━━ PROVIDED PASSAGE ━━
Brazilian ethnologist (1899-1970)

Herbert Baldus (Wiesbaden, March 14, 1899 - São Paulo, October 24, 1970) was a German-born Brazilian ethnologist. He lectured in Brazilian Ethnology at the Free School of Sociology and Politics in São Paulo from 1939 to 1960, and later headed the Ethnology Section of the Museu Paulista from 1947 to 1968, where he also became director.

== Biography ==
Herbert Baldus was the son of Martin Baldus, a mathematician, and Carolina Baldus, daughter of German builders. After turning 18, he joined the German Royal Cadet Corps in Potsdam as an aviator, participated in the World War I and began writing war poems. In 1921, he made an unspecified trip to Argentina and two years later arrived in Brazil.

=== Arrival in Brazil and early years ===
Herbert Baldus settled in São Paulo and, in the same year, joined a film expedition that visited the Xamakoko, Kaskihá and Sanapaná people of the Paraguayan Chaco, where he became interested in ethnology. Using the research material collected on this trip, he published Os índios Chamacoco in 1927, his first article on indigenous issues. Later, Baldus visited the Guarani on the coast of São Paulo, which led him to write Ligeiras notas sobre os índios Guaranys no litoral paulista in 1929.

Baldus returned to Germany and became a student of Richard Thurnwald, Konrad Theodor Preuss and Walter Lehmann at the Humboldt University of Berlin, where he completed his studies in ethnology in 1928 and earned a PhD in philosophy. In 1931, he published his first book, Indianer Studien im nordöstlichen Chaco, in the city of Leipzig, which described the three indigenous groups in Paraguay that he had already met. He began to write texts, including Madame Lynch, a biographical novel based on the life of Solano López' wife, Eliza Lynch, published in 1931. When Nazism ascended to power in 1933, Baldus decided to return to Brazil.
━━━
- [EXERCISE DETAILS]
Continue the biography of the ethnologist Herbert Baldus from the point where it ends, after his decision to return to Brazil.
━━ PROVIDED INFORMATION ━━
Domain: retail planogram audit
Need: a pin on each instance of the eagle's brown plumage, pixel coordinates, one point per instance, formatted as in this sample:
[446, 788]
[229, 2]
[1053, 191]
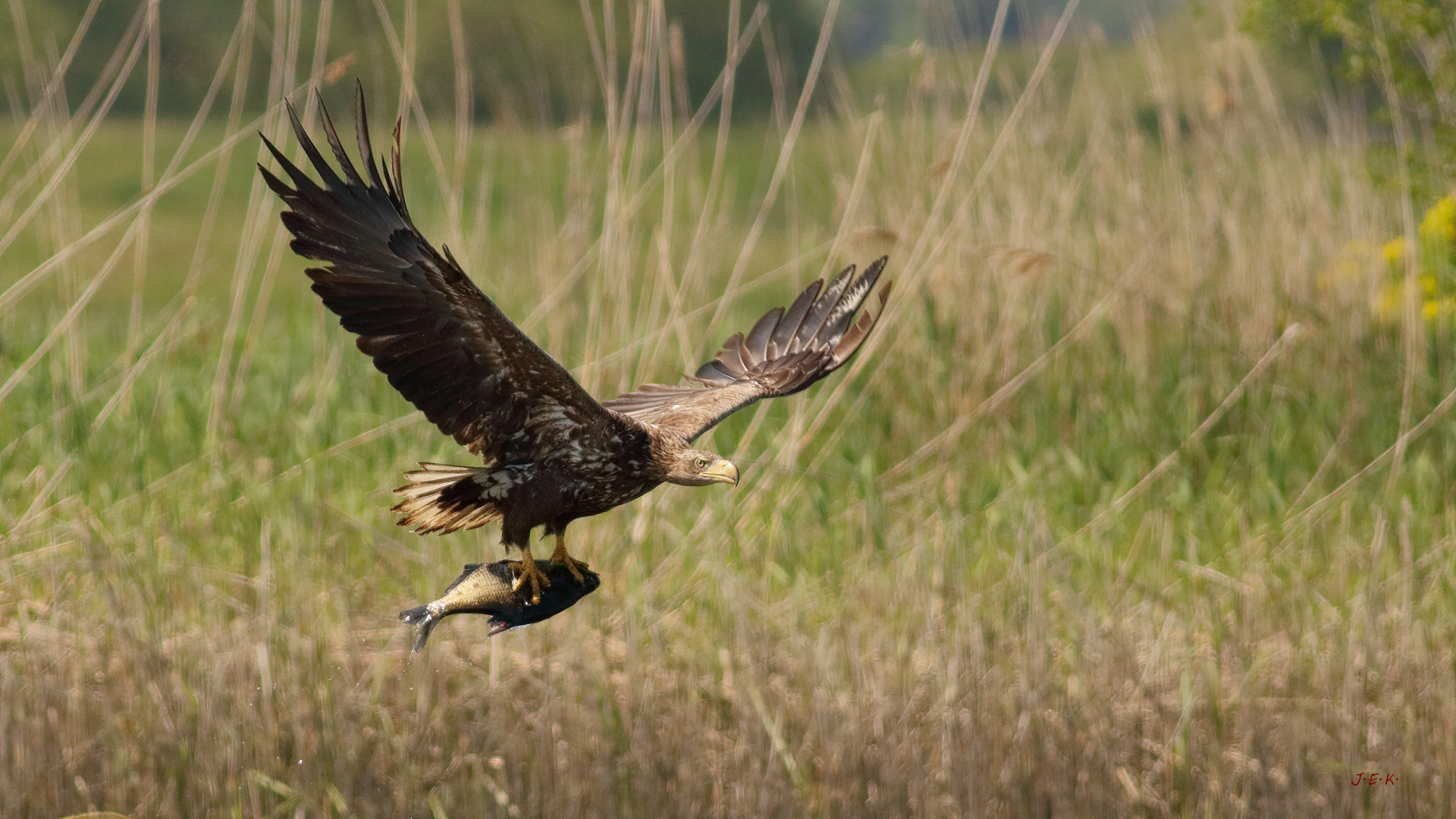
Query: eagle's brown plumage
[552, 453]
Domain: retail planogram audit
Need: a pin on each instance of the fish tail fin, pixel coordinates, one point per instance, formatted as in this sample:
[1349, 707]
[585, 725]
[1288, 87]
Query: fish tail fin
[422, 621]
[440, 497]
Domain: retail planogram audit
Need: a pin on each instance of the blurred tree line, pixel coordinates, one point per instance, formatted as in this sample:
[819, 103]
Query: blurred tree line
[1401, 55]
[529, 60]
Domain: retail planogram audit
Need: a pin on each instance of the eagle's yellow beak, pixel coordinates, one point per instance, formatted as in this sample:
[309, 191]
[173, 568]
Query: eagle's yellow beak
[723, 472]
━━━
━━ PROVIDED INFORMATION ━━
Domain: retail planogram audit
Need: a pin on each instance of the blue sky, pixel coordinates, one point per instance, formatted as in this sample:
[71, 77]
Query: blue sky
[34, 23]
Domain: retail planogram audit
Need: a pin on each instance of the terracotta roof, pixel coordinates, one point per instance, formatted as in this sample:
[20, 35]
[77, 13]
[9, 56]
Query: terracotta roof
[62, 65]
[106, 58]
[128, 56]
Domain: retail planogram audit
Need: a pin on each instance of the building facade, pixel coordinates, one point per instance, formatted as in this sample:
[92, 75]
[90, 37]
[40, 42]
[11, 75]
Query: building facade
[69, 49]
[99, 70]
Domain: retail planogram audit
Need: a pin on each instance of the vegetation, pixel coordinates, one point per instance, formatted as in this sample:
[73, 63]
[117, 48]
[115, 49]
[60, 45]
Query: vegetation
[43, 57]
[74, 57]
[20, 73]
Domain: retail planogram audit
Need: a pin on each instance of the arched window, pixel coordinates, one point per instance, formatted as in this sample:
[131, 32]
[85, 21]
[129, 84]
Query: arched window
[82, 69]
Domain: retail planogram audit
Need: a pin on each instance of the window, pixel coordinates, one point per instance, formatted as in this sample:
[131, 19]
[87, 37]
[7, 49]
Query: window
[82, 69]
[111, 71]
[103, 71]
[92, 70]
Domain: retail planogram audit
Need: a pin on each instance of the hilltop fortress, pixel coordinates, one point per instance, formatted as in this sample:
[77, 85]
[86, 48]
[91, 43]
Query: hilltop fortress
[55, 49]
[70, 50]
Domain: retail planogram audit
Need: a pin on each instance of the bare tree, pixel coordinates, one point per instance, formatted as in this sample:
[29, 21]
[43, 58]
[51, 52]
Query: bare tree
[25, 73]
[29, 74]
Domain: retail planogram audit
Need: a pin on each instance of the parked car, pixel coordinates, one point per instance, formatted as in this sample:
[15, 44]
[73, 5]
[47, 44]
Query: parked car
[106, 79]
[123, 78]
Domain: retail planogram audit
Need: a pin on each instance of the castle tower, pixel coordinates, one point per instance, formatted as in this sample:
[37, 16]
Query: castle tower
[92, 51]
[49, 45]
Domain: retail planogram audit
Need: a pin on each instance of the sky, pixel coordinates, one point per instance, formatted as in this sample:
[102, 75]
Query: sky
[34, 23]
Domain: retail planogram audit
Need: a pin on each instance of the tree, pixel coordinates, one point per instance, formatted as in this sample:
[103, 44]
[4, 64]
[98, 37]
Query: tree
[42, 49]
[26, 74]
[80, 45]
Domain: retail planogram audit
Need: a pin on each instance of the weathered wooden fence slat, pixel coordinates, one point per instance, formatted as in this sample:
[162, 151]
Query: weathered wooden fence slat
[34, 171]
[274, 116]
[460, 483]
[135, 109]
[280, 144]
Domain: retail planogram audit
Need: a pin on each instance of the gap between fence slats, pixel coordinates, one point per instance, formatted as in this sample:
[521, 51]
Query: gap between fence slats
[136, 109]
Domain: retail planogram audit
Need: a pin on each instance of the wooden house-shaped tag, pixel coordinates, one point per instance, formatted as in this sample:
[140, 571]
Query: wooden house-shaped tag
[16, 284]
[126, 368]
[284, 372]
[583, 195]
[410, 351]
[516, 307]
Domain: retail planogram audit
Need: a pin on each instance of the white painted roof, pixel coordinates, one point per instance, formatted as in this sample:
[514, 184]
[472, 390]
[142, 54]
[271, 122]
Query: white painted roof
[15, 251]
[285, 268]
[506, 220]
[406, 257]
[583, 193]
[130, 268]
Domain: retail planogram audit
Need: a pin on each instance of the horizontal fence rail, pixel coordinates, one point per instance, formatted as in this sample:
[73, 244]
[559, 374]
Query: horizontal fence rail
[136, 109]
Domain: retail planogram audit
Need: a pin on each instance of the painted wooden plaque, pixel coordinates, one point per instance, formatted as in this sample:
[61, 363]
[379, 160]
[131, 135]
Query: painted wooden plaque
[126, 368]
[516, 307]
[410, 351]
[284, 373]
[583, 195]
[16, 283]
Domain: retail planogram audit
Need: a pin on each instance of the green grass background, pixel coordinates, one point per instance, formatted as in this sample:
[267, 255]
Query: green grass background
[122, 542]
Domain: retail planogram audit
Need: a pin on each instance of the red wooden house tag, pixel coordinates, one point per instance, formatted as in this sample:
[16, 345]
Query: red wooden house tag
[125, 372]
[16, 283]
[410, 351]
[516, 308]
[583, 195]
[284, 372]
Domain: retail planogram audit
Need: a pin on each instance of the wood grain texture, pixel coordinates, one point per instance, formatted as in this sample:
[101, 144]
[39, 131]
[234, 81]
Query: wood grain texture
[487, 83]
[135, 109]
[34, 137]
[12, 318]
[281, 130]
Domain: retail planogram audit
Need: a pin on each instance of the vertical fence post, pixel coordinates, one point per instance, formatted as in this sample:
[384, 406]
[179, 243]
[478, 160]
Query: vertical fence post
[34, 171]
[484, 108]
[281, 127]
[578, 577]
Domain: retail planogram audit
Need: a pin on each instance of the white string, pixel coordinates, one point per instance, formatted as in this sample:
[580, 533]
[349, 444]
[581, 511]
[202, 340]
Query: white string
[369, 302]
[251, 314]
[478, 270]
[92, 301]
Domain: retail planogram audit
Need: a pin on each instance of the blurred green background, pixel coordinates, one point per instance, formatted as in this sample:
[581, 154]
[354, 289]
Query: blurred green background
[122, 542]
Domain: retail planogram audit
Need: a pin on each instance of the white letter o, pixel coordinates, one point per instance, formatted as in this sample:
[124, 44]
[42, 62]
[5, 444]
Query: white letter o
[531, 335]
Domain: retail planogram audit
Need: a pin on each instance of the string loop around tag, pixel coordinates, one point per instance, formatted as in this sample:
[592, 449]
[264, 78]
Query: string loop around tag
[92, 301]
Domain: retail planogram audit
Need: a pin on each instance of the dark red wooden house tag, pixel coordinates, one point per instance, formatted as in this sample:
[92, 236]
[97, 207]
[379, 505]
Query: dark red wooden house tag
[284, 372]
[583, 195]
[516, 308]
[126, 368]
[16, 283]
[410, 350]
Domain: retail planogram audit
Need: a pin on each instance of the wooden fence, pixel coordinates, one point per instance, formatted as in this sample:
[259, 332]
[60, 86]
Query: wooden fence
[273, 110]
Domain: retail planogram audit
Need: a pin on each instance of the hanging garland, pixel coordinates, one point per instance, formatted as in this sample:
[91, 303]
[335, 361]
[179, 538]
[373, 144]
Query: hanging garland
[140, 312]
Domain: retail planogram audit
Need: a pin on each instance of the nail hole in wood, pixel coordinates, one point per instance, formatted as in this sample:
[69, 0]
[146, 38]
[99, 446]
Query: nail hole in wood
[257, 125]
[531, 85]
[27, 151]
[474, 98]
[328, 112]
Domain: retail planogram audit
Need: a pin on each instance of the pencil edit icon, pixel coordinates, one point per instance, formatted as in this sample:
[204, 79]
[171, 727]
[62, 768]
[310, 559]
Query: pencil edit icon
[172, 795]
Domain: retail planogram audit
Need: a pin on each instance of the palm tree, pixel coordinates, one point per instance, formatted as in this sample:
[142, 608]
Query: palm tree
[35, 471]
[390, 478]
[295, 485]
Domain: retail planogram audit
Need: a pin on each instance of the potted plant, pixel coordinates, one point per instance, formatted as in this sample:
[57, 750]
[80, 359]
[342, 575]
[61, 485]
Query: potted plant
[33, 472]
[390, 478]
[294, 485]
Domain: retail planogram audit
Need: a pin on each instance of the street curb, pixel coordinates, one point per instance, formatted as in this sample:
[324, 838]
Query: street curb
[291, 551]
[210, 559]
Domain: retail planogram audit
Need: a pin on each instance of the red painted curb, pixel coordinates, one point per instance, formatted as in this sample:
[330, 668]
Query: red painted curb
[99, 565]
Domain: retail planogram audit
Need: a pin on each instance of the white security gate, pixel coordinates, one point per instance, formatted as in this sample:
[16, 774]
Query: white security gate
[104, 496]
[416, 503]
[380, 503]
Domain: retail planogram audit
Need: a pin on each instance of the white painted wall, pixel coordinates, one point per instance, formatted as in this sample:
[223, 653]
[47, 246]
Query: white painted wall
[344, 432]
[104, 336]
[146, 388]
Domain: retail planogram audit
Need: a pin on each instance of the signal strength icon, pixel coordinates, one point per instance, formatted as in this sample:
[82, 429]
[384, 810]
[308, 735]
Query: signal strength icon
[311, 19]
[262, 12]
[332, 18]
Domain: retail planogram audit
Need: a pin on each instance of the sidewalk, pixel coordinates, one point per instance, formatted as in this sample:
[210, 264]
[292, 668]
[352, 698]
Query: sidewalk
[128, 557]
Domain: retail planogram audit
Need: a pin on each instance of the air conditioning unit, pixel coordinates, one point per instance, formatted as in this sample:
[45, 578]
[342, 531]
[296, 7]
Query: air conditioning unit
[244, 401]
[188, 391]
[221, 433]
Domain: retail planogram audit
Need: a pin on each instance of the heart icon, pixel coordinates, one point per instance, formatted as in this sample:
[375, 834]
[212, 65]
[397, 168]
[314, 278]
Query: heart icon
━━━
- [ANSWER BOX]
=== Career consolidation ===
After returning to Brazil, Baldus organized an expedition to the south of the country where he visited the Kaingang and the Xiripá people in Palmas, Paraná. He published several articles on indigenous themes after the trip. In 1934, on an expedition to Mato Grosso, Baldus had his first contact with the Terena and Bororo people and saw rock paintings in Sant'ana de Chapada, which sparked his interest in archaeology. The journey also produced some articles, such as As pinturas rupestres de Sant'ana da Chapada (Mato Grosso), published in 1937.

In 1935, Baldus returned to Mato Grosso to continue his study of the Bororo and began his investigations of the Karajá people of Bananal Island, on the Araguaia River. In 1937, he published the essay A posição social da mulher entre os Borôros Orientais and met the Tapirapé people, an experience that led to his main work Tapirapé - Tribo tupi no Brasil Central, published in 1970.

In 1937, Baldus decided to compile several works and publish them in the book Ensaios de Etnologia Brasileira, dedicated to "the great connoisseur of natives in Brazil Curt Nimuendaju". In 1939, he became professor of Brazilian ethnology at the Free School of Sociology and Politics of São Paulo. He was also director of the ethnological section of the São Paulo School of Sociology and Politics Foundation (FESPSP) and published several of his works in the journal Sociologia. He was the teacher of Oracy Nogueira, Gioconda Mussolini, Virgínia Leone Bicudo, Lucila Hermann, Florestan Fernandes, Levy Cruz, Fernando Altenfender Silva and Sergio Buarque de Holanda at FESPSP. In the company of Emilio Willems and his students from FESPSP, Baldus visited the Ribeira do Iguape Valley, in the interior of São Paulo, to study the cultural change in the group of Japanese immigrants who had settled there. After this expedition, he published the article Casas e túmulos de japoneses no vale do Ribeira do Iguape in collaboration with Willems in 1941. In the same year, he became a naturalized Brazilian citizen and adopted Brazil as his second nationality.

In 1944, Baldus excavated sites in Paraná and found pottery shards in the Paranapanema River, which were analyzed and described in the study Tonschenberfunde in Nordparaná. Two years later, he visited the Kaingang people of Ivaí and documented their mythology in his 1947 article Os Kaingang do Ivaí. The psychologist Aniela Ginsberg helped Baldus in an experiment on a group of thirty-two Kaingang men and women, whose results were published in the 1947 article Aplicação do psicodiagnóstico de Rorscharch a índios Kaingang.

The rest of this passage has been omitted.